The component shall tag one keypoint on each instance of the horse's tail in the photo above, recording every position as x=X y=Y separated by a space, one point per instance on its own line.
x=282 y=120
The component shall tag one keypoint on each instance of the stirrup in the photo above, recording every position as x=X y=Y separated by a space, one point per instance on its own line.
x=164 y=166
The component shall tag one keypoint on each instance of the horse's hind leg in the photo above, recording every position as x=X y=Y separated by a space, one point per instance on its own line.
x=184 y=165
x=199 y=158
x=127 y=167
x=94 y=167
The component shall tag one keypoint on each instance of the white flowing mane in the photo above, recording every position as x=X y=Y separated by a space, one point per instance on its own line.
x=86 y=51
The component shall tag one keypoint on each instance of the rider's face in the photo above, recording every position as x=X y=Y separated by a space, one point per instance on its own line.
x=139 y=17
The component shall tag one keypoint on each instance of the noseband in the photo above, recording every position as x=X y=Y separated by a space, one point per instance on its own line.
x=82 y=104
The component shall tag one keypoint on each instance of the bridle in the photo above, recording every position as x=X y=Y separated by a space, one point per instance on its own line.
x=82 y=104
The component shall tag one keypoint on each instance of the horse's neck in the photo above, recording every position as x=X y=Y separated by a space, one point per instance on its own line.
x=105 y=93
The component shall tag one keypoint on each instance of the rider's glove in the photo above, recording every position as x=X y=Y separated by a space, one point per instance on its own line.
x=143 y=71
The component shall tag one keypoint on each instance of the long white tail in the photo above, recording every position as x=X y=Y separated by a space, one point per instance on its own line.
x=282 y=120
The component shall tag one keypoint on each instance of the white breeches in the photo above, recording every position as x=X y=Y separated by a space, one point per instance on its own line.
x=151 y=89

━━━━━━━━━━━━━━━━━━━━━━━━━━━━━━

* _PROBLEM REQUIREMENTS_
All of the data must be set down again exactly.

* _RESPONSE_
The component shall tag one keypoint on each instance of the horse's tail in the photo above, recording every position as x=X y=Y separated by a space, one point per instance on its own line.
x=282 y=120
The component shall tag one keypoint on each instance of the stirrup in the photo above, recording every position as x=X y=Y separated by a space, one point per instance on its own line.
x=164 y=166
The component shall tag one keypoint on each instance of the horse's hind leg in the photo above, recording every position as x=X y=Y separated by a space, one point per instance on its own line.
x=184 y=165
x=199 y=158
x=127 y=167
x=94 y=167
The component shall tag one keypoint on each instance of the white flowing mane in the photo above, recording every position as x=X y=Y separated by a space, one point per instance on its own line.
x=86 y=51
The component shall tag one keypoint on each instance of the rider's face in the photo above, recording every position as x=X y=Y separated by a space, one point per instance on its own line.
x=139 y=17
The component shall tag one keypoint on each instance of the noseband in the photo above, recording every position as x=X y=Y separated by a space, one point per instance on its own line.
x=82 y=104
The component shall tag one keypoint on each instance of the bridle in the photo above, recording every position as x=X y=Y separated by a space, one point per instance on its own line.
x=82 y=104
The component shall tag one keypoint on each instance of the horse's neck in the photo above, recording every position as x=X y=Y separated by a space, one point per instance on its own line.
x=105 y=93
The component shall tag one keypoint on each instance of the rider's glove in the photo above, recording every position as x=X y=Y separated by a space, one point per instance on its own line.
x=143 y=71
The component shall tag one keypoint on each instance of the long white tail in the photo above, recording every position as x=X y=Y separated by a space, one point per instance on its own line.
x=282 y=120
The component shall tag one keypoint on each instance of the white breeches in the photo above, recording every position as x=X y=Y separated by a space, one point per instance on its own line.
x=151 y=89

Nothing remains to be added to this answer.